**Texte extrait:**
Au pouvoir depuis onze ans, le président guinéen a été arrêté dimanche lors d’un coup d’État militaire. Très critiqué depuis sa réélection contestée à un troisième mandat, Alpha Condé a également fait les frais d’un contexte régional propice à la prise de pouvoir par l’armée. Décryptage.
Ses opposants l’accusent d’avoir mené un “hold-up électoral”. Moins d’un an après sa réélection controversée à un troisième mandat, le président guinéen Alpha Condé a été arrêté, dimanche 5 septembre, par l’armée, qui a annoncé la dissolution des institutions, la fermeture des frontières et l’instauration d’un couvre-feu.
“Toute l’armée guinéenne, de Nzérékoré jusqu’à Conakry, nous allons nous donner la main pour aider le pays” et “mettre fin au mal guinéen”, a déclaré le chef du Groupement des forces spéciales (GFS), Mamady Doumbouya, instigateur du coup d’État, au micro de France 24, confirmant l’abrupte fin de règne du président après onze ans passés au pouvoir. Une opération d’une rapidité déconcertante, sans effusion de sang, qui renforce encore un peu plus le contrôle des militaires dans la sous-région.
Autoritarisme et crise sociale
En octobre 2020, à quelques semaines de l’élection présidentielle en Guinée, le président Alpha Condé, candidat à un troisième mandat, est sous le feu des critiques. “C’est extraordinaire que moi, qui me suis battu durant quarante-cinq ans, je sois considéré comme un dictateur anti-démocrate !”, s’indigne-t-il alors dans un entretien à France 24.

**Énoncé 1:** Recopiez sans rien changer le passage de l'article sur le coup d'État en Guinée qui va de « Au pouvoir depuis » jusqu'à « l’instauration d’un couvre-feu. ».

**Données de travail:**
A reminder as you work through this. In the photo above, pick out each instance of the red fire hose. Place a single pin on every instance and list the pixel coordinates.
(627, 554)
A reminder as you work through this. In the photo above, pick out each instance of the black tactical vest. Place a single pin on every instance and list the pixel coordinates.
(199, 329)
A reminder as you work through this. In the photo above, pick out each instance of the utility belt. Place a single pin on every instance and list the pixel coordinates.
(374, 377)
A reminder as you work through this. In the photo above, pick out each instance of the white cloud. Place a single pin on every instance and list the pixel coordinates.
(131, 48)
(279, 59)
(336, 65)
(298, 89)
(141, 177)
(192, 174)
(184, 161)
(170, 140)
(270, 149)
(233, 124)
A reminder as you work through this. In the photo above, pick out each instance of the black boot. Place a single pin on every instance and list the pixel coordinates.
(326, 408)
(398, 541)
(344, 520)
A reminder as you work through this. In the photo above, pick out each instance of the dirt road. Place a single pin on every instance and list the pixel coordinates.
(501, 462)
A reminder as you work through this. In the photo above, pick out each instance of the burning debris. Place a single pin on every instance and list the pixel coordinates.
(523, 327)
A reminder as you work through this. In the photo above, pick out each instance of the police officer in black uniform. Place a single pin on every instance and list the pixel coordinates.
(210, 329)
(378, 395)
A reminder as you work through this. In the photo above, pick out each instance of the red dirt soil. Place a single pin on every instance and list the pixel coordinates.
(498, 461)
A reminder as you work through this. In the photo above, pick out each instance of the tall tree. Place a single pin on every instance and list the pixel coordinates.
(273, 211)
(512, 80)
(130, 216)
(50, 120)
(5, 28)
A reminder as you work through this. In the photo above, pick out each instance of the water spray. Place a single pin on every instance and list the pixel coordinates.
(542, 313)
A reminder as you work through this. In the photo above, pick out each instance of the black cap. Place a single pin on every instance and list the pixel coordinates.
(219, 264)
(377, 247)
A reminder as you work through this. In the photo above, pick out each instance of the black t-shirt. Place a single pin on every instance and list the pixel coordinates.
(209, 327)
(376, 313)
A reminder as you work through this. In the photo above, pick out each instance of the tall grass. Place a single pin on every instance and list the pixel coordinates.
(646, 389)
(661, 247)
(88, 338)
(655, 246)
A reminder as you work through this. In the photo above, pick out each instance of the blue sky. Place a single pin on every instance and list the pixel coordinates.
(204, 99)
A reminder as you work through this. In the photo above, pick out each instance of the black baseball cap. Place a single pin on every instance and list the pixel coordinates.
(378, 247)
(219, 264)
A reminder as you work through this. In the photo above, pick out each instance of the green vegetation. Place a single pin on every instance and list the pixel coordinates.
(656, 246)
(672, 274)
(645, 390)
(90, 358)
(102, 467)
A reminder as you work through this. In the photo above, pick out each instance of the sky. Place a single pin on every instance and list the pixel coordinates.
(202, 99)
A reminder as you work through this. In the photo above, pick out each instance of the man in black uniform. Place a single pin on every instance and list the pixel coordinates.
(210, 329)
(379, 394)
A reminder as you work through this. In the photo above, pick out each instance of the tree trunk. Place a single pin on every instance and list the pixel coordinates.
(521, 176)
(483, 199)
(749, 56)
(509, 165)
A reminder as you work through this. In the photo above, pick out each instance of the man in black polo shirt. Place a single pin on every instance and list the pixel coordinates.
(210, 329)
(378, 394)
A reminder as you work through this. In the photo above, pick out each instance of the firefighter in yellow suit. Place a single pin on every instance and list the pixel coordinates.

**Énoncé 2:** Reproduisez à l'identique le passage des entrées qui va de la ligne contenant « of the tree » jusqu'à la fin des entrées.

**Réponse 1:**
Au pouvoir depuis onze ans, le président guinéen a été arrêté dimanche lors d’un coup d’État militaire. Très critiqué depuis sa réélection contestée à un troisième mandat, Alpha Condé a également fait les frais d’un contexte régional propice à la prise de pouvoir par l’armée. Décryptage.
Ses opposants l’accusent d’avoir mené un “hold-up électoral”. Moins d’un an après sa réélection controversée à un troisième mandat, le président guinéen Alpha Condé a été arrêté, dimanche 5 septembre, par l’armée, qui a annoncé la dissolution des institutions, la fermeture des frontières et l’instauration d’un couvre-feu.

**Réponse 2:**
A reminder as you work through this. In the photo above, pick out each instance of the tree trunk. Place a single pin on every instance and list the pixel coordinates.
(521, 176)
(483, 199)
(749, 56)
(509, 165)
A reminder as you work through this. In the photo above, pick out each instance of the man in black polo shirt. Place a single pin on every instance and list the pixel coordinates.
(210, 329)
(378, 394)
A reminder as you work through this. In the photo above, pick out each instance of the firefighter in yellow suit. Place a single pin on every instance and list the pixel coordinates.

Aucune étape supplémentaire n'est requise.